*STATED PROBLEM*: Extract the entries in their exact form.

## Begin EXERCISE DATA

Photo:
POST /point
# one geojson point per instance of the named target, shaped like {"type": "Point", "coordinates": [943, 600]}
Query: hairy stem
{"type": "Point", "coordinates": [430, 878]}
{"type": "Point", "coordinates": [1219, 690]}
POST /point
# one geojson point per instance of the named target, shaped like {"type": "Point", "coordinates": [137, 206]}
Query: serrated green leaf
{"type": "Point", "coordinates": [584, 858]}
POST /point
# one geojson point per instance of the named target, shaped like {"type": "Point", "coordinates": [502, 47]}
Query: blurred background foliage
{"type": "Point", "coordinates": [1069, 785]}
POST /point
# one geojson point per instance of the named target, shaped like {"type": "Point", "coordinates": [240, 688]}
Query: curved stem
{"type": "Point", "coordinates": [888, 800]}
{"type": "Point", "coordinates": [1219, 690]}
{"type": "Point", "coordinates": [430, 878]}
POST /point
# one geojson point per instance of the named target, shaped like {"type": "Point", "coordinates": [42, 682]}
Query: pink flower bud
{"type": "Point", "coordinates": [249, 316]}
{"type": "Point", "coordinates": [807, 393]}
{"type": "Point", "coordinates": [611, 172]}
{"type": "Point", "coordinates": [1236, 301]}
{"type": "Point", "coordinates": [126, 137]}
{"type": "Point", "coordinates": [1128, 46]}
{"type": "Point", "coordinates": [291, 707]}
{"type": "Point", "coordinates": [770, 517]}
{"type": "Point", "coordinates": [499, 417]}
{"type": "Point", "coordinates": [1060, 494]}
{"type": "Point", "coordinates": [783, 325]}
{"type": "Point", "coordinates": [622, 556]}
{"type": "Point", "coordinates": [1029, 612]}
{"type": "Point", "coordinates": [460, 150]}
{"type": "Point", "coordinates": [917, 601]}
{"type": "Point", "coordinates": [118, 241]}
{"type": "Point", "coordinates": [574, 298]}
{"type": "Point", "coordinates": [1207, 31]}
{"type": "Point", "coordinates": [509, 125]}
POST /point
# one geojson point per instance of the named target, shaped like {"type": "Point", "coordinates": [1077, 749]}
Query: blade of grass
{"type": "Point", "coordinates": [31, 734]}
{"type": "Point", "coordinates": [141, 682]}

## End EXERCISE DATA

*COMPLETE ANSWER*:
Photo:
POST /point
# one geojson point per instance of the named target, shaped like {"type": "Point", "coordinates": [943, 600]}
Query: hairy stem
{"type": "Point", "coordinates": [430, 878]}
{"type": "Point", "coordinates": [1219, 690]}
POST /point
# one geojson point per instance of the named target, shaped like {"type": "Point", "coordinates": [137, 206]}
Query: serrated green leaf
{"type": "Point", "coordinates": [584, 858]}
POST /point
# one geojson point per instance of the named target, shaped like {"type": "Point", "coordinates": [502, 47]}
Query: blurred background foliage
{"type": "Point", "coordinates": [1069, 785]}
POST /point
# one geojson point per instance of the named target, shaped like {"type": "Point", "coordinates": [240, 688]}
Query: curved stem
{"type": "Point", "coordinates": [888, 800]}
{"type": "Point", "coordinates": [1219, 690]}
{"type": "Point", "coordinates": [430, 878]}
POST /point
# one geojson point per instance of the named target, shaped like {"type": "Point", "coordinates": [42, 682]}
Query: pink flower bud
{"type": "Point", "coordinates": [249, 316]}
{"type": "Point", "coordinates": [807, 393]}
{"type": "Point", "coordinates": [611, 172]}
{"type": "Point", "coordinates": [1236, 301]}
{"type": "Point", "coordinates": [126, 137]}
{"type": "Point", "coordinates": [1128, 46]}
{"type": "Point", "coordinates": [291, 707]}
{"type": "Point", "coordinates": [770, 517]}
{"type": "Point", "coordinates": [499, 417]}
{"type": "Point", "coordinates": [1060, 494]}
{"type": "Point", "coordinates": [783, 325]}
{"type": "Point", "coordinates": [622, 556]}
{"type": "Point", "coordinates": [1029, 612]}
{"type": "Point", "coordinates": [460, 150]}
{"type": "Point", "coordinates": [917, 601]}
{"type": "Point", "coordinates": [118, 241]}
{"type": "Point", "coordinates": [574, 298]}
{"type": "Point", "coordinates": [1207, 31]}
{"type": "Point", "coordinates": [509, 125]}
POST /point
# one geojson point per instance of the named target, shaped like {"type": "Point", "coordinates": [1077, 749]}
Query: blade of grass
{"type": "Point", "coordinates": [31, 734]}
{"type": "Point", "coordinates": [141, 682]}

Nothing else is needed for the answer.